Articolo ->
Che l’Arditti sia in grado di cambiare programma ad ogni concerto dimostra la sua assoluta padronanza di questo repertorio estremamente complesso, non soltanto sotto l’aspetto puramente tecnico. Così il concerto all’Istituzione Universitaria dei Concerti di Roma nell’Aula magna della “Sapienza” è totalmente diverso da quelli eseguiti nei concerti precedenti e successivi dell’Arditti.
Ovviamente sono sempre concerti imperniati sulla musica contemporanee. Quello romano includeva quattro dei più importanti rappresentanti dell’avanguardia della seconda metà del ventesimo secolo, nati negli anni Venti o nei primi anni Trenta. Seppur diversi tra loro, questi quattro compositori avevano in comune la convinzione che si potesse tornare alla formazione cameristica classica per eccellenza soltanto trasformandone totalmente la sonorità. Il suono degli strumenti ad arco diventa vitreo e incorporeo o rugoso e concreto, ricorrendo a pianissimo e fortissimo estremi, a modi di attacco inconsueti, tremoli, trilli, glissando, suoni armonici e quant’altro, per evitare che anche una sola nota abbia il suono naturale di questi strumenti. Anche se ormai sono passati cinquant’anni e più, le loro composizioni per quartetto d’archi aprono all’ascoltatore un mondo sonoro ancora oggi nuovo, sorprendente e affascinante, tutto da esplorare.

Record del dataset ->
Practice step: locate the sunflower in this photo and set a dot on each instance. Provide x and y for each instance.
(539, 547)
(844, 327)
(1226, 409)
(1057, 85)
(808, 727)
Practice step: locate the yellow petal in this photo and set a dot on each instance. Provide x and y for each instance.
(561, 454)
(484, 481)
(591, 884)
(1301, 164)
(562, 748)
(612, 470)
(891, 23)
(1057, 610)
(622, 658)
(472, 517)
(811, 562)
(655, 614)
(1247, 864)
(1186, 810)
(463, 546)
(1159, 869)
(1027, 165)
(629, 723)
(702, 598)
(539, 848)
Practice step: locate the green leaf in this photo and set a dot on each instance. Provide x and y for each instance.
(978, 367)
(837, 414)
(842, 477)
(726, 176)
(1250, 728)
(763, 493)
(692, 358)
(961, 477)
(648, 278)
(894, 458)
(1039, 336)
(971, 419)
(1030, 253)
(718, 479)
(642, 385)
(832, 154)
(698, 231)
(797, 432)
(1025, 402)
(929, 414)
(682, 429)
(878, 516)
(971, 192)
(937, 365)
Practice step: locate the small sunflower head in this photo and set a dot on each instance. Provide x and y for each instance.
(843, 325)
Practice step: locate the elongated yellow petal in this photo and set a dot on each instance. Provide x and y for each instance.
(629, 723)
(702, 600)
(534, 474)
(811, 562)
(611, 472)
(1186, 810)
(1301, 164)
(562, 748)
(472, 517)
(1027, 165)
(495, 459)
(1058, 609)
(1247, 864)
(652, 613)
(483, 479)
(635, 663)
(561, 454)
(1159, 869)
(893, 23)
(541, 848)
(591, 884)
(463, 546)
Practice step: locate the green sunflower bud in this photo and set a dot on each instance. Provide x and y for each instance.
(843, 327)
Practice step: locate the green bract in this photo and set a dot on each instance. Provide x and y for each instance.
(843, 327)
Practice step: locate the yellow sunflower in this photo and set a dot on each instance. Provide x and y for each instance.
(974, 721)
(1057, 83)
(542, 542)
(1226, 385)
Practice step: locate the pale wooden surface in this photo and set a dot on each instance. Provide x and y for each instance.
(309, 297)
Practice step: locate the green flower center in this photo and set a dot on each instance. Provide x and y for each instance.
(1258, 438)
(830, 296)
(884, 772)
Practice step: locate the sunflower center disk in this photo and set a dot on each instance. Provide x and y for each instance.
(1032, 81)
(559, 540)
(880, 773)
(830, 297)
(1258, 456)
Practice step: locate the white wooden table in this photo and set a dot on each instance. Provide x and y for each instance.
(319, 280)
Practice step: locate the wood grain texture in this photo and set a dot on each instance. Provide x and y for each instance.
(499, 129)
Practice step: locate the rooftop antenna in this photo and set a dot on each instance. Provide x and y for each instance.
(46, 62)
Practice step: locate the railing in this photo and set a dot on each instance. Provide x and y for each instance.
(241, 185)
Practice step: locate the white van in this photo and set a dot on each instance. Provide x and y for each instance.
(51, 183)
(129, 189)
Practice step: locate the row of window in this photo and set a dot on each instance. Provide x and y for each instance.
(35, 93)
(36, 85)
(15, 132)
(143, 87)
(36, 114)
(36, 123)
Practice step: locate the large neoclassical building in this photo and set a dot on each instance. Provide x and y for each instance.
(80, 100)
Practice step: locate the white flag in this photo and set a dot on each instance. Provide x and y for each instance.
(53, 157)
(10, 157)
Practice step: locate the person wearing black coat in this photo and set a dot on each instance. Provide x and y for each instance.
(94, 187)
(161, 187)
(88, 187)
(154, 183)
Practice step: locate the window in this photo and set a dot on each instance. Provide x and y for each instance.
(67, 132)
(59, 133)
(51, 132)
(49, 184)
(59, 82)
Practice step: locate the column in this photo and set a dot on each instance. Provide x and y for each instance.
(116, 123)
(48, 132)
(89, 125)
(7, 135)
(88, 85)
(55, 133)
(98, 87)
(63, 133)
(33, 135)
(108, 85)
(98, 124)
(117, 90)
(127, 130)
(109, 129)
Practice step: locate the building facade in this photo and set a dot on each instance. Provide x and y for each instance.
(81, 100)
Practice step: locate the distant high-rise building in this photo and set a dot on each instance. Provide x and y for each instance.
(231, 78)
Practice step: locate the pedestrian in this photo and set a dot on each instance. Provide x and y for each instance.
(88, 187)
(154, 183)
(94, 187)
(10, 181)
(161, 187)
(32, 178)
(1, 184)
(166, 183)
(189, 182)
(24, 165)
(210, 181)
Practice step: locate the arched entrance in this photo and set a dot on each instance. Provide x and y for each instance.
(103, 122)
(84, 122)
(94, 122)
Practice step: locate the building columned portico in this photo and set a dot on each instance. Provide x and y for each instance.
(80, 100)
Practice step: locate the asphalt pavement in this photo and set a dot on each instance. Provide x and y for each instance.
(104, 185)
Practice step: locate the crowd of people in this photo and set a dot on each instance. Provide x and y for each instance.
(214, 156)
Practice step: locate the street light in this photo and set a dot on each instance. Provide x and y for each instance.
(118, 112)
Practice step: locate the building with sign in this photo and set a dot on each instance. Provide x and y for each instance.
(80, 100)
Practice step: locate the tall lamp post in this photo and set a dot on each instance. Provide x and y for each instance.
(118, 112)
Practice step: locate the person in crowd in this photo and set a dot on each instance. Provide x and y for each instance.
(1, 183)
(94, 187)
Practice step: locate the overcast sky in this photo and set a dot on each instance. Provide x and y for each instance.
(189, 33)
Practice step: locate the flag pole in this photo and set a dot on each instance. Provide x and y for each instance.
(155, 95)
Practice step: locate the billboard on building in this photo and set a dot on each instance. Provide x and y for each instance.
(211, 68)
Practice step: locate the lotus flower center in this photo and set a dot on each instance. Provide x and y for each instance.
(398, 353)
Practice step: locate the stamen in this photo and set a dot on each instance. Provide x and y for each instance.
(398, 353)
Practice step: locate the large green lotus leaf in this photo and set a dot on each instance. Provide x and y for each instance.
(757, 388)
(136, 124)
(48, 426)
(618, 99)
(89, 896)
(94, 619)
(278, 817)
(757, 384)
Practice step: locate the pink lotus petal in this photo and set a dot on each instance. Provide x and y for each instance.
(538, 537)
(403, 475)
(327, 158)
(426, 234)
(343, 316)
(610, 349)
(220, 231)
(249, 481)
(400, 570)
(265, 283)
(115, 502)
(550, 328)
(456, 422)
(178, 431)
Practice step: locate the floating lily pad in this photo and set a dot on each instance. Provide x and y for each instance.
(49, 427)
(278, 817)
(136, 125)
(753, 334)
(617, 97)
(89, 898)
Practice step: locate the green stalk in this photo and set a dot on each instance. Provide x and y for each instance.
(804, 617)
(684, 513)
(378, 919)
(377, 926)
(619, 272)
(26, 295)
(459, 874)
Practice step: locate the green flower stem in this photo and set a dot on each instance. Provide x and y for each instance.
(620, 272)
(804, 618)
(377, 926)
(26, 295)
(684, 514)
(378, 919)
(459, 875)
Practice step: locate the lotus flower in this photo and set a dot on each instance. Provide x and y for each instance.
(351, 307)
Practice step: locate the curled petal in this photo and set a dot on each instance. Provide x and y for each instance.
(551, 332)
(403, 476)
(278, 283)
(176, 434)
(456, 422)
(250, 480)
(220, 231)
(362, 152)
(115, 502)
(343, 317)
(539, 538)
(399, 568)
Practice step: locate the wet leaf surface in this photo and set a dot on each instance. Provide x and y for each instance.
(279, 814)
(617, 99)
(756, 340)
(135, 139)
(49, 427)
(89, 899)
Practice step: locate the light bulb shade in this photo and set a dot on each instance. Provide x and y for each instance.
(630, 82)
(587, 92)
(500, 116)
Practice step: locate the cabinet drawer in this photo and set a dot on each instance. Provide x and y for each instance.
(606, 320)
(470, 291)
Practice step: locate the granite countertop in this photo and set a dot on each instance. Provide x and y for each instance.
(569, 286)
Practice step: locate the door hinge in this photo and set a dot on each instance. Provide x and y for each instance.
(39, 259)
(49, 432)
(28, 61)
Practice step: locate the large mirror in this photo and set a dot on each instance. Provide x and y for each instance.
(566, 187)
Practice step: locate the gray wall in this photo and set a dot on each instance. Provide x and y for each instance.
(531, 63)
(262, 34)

Obiettivi ->
- A) Secondo l'articolo, con quali mezzi si trasforma il suono degli strumenti ad arco?
- B) Trascrivi dall'articolo il passo da "Che l’Arditti sia" a "e successivi dell’Arditti.".
I record provengono da un'altra fonte.

In risposta ->
- A)
- pianissimo e fortissimo estremi
- modi di attacco inconsueti
- tremoli
- trilli
- glissando
- suoni armonici

- B)
Che l’Arditti sia in grado di cambiare programma ad ogni concerto dimostra la sua assoluta padronanza di questo repertorio estremamente complesso, non soltanto sotto l’aspetto puramente tecnico. Così il concerto all’Istituzione Universitaria dei Concerti di Roma nell’Aula magna della “Sapienza” è totalmente diverso da quelli eseguiti nei concerti precedenti e successivi dell’Arditti.